ENTRIES SUPPLIED |
----
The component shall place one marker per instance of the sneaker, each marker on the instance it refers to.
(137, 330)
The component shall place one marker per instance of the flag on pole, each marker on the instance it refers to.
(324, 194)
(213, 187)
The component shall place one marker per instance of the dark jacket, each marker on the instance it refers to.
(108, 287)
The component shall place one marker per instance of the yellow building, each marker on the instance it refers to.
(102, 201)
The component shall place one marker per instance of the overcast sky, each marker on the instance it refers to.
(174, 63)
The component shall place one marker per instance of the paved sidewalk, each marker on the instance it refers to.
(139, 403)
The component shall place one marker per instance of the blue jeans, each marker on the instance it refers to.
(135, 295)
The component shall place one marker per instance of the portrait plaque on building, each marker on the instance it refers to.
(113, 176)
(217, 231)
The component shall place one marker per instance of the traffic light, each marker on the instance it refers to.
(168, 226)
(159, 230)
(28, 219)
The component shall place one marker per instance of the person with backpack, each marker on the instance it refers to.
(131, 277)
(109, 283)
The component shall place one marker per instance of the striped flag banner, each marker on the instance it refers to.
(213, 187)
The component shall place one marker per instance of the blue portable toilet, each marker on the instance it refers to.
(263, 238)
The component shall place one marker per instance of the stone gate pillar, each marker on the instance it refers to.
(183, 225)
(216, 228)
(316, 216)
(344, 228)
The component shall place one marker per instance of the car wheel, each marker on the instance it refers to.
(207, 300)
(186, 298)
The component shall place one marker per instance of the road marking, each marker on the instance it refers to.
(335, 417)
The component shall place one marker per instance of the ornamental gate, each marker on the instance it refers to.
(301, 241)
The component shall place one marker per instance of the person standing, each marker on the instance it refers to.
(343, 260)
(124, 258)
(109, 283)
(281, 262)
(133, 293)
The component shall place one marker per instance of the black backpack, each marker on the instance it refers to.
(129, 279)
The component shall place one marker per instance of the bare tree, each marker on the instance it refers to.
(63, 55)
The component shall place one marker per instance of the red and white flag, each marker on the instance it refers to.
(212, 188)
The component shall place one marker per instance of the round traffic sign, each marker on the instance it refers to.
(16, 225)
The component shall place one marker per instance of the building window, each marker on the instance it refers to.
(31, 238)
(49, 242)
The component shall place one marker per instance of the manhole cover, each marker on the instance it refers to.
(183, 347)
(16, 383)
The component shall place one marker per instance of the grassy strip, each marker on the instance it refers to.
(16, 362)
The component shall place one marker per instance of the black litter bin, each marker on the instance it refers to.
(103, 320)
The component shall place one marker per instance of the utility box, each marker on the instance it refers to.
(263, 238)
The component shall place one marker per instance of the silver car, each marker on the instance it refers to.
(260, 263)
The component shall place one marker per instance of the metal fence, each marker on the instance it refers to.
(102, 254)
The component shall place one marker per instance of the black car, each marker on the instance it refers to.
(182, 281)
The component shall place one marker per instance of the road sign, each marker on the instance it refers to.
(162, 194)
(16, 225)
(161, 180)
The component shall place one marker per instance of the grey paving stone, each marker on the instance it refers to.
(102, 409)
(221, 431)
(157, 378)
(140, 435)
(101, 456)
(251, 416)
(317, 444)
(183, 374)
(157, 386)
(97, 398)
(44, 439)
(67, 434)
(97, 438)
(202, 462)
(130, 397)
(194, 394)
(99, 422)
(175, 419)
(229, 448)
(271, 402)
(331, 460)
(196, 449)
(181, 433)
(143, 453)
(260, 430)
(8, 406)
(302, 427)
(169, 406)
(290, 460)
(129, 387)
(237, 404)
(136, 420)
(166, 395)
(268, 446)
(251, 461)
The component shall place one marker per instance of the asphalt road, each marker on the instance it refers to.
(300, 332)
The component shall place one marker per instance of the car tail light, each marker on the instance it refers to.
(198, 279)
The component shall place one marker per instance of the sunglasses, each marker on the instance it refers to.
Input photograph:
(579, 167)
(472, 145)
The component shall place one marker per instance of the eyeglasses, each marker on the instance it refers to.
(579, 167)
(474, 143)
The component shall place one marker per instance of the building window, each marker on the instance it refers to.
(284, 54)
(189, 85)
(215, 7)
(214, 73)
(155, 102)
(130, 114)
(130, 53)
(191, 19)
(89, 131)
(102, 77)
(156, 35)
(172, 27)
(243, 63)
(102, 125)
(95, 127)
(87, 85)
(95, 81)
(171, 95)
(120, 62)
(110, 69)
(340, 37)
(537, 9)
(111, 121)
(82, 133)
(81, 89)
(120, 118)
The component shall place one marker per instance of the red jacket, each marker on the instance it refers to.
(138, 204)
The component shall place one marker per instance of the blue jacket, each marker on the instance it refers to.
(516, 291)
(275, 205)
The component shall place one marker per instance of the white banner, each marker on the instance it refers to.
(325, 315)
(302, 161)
----
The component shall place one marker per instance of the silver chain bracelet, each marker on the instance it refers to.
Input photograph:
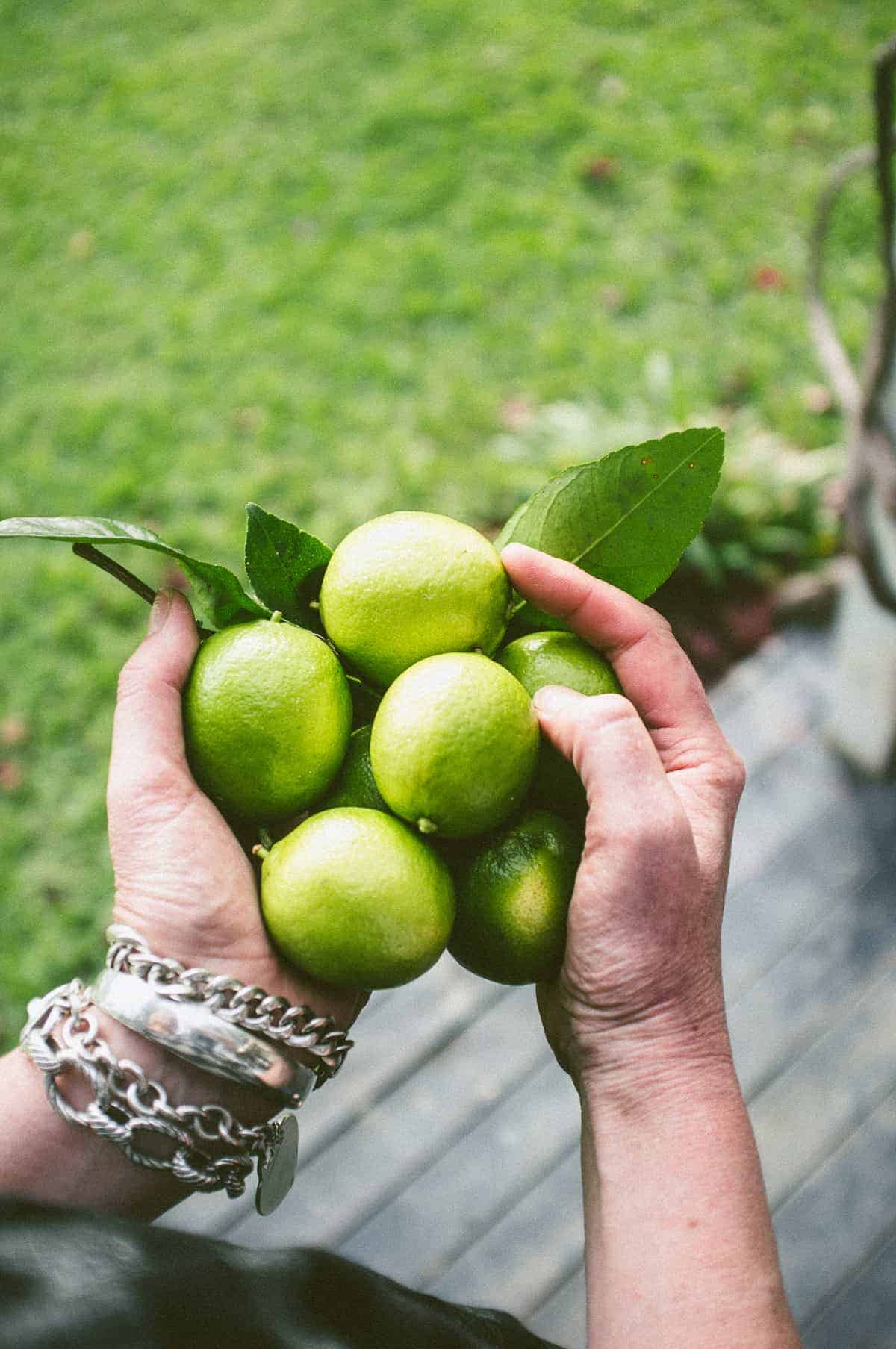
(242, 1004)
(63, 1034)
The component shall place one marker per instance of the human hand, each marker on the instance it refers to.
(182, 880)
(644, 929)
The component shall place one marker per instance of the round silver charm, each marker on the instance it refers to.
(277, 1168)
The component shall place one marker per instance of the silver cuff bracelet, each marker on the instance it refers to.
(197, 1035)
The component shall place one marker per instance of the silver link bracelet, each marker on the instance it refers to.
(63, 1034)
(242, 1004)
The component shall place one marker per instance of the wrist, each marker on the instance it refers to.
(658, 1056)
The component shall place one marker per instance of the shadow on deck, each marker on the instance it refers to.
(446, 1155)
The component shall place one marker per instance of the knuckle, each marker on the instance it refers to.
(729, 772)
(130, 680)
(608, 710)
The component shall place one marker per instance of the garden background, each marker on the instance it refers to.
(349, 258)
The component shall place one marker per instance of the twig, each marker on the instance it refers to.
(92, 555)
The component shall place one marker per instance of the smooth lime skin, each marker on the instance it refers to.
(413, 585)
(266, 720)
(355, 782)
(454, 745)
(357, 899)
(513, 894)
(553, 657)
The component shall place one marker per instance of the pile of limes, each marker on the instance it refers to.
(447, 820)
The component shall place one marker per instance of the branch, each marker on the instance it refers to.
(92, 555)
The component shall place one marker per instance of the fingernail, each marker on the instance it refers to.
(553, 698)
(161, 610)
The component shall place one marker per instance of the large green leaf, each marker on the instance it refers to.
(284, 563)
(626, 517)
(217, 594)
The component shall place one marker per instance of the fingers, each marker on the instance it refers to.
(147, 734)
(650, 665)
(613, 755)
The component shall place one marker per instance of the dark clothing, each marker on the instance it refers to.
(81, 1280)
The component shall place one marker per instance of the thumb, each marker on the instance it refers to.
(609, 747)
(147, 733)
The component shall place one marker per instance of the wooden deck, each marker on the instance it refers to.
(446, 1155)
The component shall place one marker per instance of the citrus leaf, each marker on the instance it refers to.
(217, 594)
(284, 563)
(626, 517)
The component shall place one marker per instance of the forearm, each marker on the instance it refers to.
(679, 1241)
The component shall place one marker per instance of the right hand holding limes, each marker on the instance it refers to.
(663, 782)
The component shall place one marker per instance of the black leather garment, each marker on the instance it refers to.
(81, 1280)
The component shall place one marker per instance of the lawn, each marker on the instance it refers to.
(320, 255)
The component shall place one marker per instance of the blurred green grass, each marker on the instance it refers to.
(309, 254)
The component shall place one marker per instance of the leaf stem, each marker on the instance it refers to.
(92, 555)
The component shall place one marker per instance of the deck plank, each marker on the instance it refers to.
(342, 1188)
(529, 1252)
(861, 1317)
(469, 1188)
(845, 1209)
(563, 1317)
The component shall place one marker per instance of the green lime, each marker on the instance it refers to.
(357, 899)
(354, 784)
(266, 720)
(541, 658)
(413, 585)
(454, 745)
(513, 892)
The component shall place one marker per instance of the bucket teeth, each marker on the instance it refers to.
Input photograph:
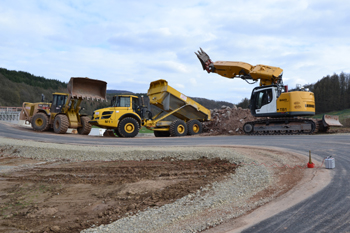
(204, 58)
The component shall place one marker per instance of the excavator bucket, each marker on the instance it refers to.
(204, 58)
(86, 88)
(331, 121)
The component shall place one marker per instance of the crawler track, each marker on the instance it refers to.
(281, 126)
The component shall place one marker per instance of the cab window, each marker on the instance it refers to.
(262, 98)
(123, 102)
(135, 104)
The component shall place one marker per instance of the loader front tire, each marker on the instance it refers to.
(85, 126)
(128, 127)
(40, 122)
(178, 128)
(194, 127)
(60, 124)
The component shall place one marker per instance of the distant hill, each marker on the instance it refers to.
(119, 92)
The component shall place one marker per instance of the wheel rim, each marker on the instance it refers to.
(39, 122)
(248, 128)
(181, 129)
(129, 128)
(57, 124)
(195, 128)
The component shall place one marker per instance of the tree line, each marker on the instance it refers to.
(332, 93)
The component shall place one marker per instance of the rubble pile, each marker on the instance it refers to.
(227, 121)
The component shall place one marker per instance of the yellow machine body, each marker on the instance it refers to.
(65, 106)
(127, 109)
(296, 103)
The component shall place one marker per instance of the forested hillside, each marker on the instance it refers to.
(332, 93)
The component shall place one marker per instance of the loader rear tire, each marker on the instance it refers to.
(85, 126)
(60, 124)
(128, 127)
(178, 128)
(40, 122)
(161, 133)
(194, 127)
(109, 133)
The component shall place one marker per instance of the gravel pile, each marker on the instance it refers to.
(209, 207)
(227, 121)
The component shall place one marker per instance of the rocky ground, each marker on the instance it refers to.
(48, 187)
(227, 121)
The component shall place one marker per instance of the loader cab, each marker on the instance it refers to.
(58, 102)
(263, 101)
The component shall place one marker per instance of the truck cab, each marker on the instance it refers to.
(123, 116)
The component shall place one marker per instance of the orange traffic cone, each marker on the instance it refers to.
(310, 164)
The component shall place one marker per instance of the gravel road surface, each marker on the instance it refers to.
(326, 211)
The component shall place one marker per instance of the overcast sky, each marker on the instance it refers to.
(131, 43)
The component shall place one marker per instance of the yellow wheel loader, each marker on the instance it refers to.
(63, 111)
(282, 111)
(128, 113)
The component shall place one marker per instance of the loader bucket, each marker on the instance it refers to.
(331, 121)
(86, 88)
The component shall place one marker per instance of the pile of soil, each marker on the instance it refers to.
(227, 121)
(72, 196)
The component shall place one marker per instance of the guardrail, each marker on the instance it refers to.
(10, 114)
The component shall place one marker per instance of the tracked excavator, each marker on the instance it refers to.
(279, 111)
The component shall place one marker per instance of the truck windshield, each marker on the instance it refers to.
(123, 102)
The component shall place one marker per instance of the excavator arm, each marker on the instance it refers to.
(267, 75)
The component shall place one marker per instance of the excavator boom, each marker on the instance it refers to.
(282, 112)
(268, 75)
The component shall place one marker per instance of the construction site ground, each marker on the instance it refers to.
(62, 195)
----
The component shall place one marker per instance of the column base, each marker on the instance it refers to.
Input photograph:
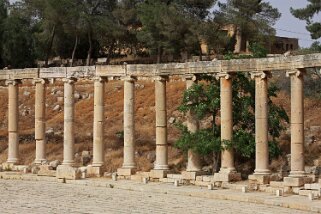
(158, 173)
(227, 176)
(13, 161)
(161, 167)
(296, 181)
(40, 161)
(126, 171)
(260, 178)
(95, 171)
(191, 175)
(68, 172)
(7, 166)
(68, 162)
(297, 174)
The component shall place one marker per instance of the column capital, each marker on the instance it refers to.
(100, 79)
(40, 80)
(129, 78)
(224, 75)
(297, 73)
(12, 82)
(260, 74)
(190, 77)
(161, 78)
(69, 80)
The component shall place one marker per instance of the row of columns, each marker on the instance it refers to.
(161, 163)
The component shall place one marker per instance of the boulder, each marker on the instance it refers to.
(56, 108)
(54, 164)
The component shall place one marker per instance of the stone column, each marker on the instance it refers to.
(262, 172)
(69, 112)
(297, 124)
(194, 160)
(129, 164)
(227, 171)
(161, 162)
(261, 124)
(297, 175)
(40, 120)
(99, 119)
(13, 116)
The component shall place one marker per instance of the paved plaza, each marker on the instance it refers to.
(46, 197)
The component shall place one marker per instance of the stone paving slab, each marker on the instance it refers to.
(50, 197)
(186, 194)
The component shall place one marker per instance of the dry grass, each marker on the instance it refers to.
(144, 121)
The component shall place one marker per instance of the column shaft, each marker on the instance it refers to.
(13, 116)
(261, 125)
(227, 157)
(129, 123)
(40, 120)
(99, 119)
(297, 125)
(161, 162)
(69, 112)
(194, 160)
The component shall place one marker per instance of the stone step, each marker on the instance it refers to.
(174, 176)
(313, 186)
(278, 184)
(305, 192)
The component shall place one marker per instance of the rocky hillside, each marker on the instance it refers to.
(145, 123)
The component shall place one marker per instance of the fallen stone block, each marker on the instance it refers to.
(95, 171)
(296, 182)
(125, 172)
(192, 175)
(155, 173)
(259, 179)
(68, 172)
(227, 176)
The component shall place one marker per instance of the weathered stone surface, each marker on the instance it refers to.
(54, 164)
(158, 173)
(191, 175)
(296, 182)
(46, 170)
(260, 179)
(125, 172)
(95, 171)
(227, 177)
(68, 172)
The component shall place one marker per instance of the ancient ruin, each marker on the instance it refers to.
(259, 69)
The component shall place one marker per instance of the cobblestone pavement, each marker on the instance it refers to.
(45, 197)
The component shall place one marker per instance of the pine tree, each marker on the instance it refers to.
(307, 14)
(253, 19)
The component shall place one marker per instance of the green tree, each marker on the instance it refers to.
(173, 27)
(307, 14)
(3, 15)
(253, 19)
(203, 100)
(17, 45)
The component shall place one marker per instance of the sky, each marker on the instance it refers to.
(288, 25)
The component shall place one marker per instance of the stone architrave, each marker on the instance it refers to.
----
REQUIRED WORK | From the records above, list every line that contains the string "road".

SOLUTION FOR THIS TASK |
The component shall place one marker per instance of the road marking, each marker on the instance it refers to.
The component shall place one marker per instance of the road sign, each marker on the instance it refers to.
The component shall place one marker per instance of the asphalt road, each marker on the instance it refers to.
The component shall place one marker per instance of the gravel road surface, each marker on the instance it refers to.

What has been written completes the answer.